§ **Try it**
Whatever the records say, set them down exactly.

[Dataset entries]
---
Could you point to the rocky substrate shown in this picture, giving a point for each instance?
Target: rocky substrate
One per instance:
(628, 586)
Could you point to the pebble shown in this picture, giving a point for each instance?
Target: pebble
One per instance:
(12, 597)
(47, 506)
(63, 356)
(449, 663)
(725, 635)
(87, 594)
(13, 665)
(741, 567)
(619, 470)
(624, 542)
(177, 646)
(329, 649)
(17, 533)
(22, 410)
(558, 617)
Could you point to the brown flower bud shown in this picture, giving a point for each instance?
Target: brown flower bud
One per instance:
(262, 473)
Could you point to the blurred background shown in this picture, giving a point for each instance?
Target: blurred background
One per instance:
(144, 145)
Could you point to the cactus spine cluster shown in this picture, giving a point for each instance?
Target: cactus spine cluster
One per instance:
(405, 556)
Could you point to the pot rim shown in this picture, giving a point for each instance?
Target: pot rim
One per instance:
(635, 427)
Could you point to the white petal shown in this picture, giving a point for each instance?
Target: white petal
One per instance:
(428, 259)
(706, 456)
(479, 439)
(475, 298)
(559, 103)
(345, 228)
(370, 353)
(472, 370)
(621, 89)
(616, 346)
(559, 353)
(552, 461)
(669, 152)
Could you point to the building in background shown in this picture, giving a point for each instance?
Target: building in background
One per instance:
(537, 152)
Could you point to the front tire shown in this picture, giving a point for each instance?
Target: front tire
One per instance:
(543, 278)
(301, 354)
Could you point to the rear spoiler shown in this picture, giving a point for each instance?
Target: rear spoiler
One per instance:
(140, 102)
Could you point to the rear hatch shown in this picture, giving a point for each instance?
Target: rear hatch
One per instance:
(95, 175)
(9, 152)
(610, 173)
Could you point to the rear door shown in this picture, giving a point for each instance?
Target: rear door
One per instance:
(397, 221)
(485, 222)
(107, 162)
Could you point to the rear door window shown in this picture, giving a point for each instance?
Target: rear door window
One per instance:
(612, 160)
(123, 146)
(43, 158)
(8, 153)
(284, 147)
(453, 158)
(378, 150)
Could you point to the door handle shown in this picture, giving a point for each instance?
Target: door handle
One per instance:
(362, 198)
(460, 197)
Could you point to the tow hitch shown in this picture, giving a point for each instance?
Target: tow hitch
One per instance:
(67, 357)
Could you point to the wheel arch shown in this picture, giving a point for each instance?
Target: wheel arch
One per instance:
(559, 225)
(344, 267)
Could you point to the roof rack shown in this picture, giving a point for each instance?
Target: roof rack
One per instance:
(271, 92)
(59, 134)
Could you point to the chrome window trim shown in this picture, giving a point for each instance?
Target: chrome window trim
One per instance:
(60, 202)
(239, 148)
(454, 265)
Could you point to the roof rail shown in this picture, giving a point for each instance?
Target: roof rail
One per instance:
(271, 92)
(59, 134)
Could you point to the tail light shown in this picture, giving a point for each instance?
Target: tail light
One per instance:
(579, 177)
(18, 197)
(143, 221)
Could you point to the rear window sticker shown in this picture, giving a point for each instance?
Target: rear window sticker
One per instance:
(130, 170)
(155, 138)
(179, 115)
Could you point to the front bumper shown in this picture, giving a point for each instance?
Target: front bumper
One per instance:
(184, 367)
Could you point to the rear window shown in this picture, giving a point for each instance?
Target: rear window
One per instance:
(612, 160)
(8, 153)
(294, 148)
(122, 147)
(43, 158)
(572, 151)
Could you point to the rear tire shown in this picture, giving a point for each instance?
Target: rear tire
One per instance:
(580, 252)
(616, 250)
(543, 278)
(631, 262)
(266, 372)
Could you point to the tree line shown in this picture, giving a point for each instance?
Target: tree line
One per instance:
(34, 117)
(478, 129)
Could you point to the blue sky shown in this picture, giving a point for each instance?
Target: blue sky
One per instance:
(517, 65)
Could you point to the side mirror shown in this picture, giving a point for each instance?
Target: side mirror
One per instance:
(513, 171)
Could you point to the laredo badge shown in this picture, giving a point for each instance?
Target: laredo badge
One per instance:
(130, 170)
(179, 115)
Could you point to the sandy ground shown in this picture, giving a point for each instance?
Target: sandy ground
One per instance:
---
§ **Response**
Could you point to the rocky substrate shown in this picture, giving a point for each instance?
Target: rocky substrate
One per instance:
(628, 586)
Could you point to the pebble shown in this picture, giving a point for each instance?
Target: pebble
One per instance:
(12, 597)
(47, 506)
(63, 356)
(449, 663)
(725, 635)
(87, 594)
(13, 665)
(741, 567)
(619, 470)
(624, 542)
(177, 646)
(329, 649)
(17, 533)
(22, 410)
(558, 617)
Could you point to the brown flower bud shown in this picture, giving a point for each instance?
Target: brown flower bud
One per instance:
(262, 473)
Could you point to the blurred background shown in this picture, giving a point for each instance?
Target: blurred background
One per instance:
(144, 145)
Could you point to the cactus spine cluster shown in this picture, giving a point for each instance?
Target: cactus spine cluster
One per instance:
(405, 556)
Could you point to the pot rim shown in this picture, giving a point for each instance?
Target: pot rim
One per instance:
(635, 427)
Could you point to the white petal shown in this picture, giving a point for each instance?
Target: white petal
One per instance:
(428, 259)
(706, 456)
(479, 439)
(475, 298)
(559, 103)
(345, 228)
(370, 353)
(472, 370)
(621, 89)
(616, 346)
(559, 353)
(552, 461)
(669, 152)
Could you point to the building in background shown in this picture, giving a point for each instance?
Target: building in background
One per instance:
(537, 152)
Could you point to the front tire shown in this picture, giving a point for each instance?
Target: front tire
One per instance:
(543, 278)
(301, 354)
Could you point to the rear spoiler shown in this picture, giving a point for each instance?
Target: rear spoiler
One per instance:
(140, 102)
Could you point to the rear hatch shown in this picture, giving a point for each instance?
Target: rear hatch
One per instance:
(95, 175)
(9, 152)
(610, 173)
Could you point to the rear door shown in this picture, giving a point for each instance?
Target: rear door
One per instance:
(397, 221)
(485, 222)
(107, 162)
Could you point to the rear door window shown in this picture, giving a point for each instance?
Target: rear door window
One per instance:
(612, 160)
(123, 146)
(43, 158)
(8, 153)
(284, 147)
(453, 158)
(378, 150)
Could you point to the door handle shown in this picture, giving a point for each instance?
Target: door handle
One per instance:
(362, 198)
(460, 197)
Could you point to the tow hitch shown in this picture, giving a point for each instance?
Target: tow hitch
One per instance:
(67, 357)
Could you point to the wheel arch shown in this picture, giving a point for each instance?
Target: wheel arch
One per instance:
(559, 225)
(344, 267)
Could you point to the roof rack shown in this picture, giving a point for each instance?
Target: roof rack
One per instance:
(271, 92)
(59, 134)
Could you point to the chrome window trim shown in this picture, giving a point for each instance?
Target: chrome window trim
One per instance:
(60, 202)
(239, 148)
(454, 265)
Could you point to the roof rail shown in this picture, giving a point for each instance?
Target: roof rail
One per instance:
(271, 92)
(59, 134)
Could you point to the tail light shown in this picture, giving a point for each instance?
Target: tail light
One per instance:
(579, 177)
(18, 197)
(143, 221)
Could you point to the rear window sticker shown in this picture, giving a point for each instance?
Target: rear window sticker
One per instance:
(130, 170)
(155, 138)
(179, 115)
Could you point to the front bumper shown in this picture, giving a point for each instance?
Target: front bumper
One per instance:
(184, 367)
Could you point to the rear window shown in this picture, giving a point for each instance?
Target: rear window
One per instance:
(612, 160)
(8, 153)
(294, 148)
(122, 147)
(43, 158)
(572, 151)
Could you point to the rear tire shown in this picture, giving a point for each instance?
Target: rear tire
One per instance:
(580, 252)
(616, 250)
(543, 278)
(631, 262)
(266, 372)
Could you point to the tree line shown in this picture, giving a point for each instance?
Target: tree line
One per instance:
(34, 117)
(478, 129)
Could you point to the blue sky shown in this picture, giving a point for each instance?
Target: blue sky
One per instance:
(517, 65)
Could you point to the side mirror shown in this picture, giving a point for each instance?
Target: side mirror
One per instance:
(513, 171)
Could you point to the laredo badge shown in this picture, giving a point for each instance?
Target: laredo badge
One per instance:
(130, 170)
(179, 115)
Could you point to the sandy ground shown in this picture, giving a point for each instance?
Target: sandy ground
One per instance:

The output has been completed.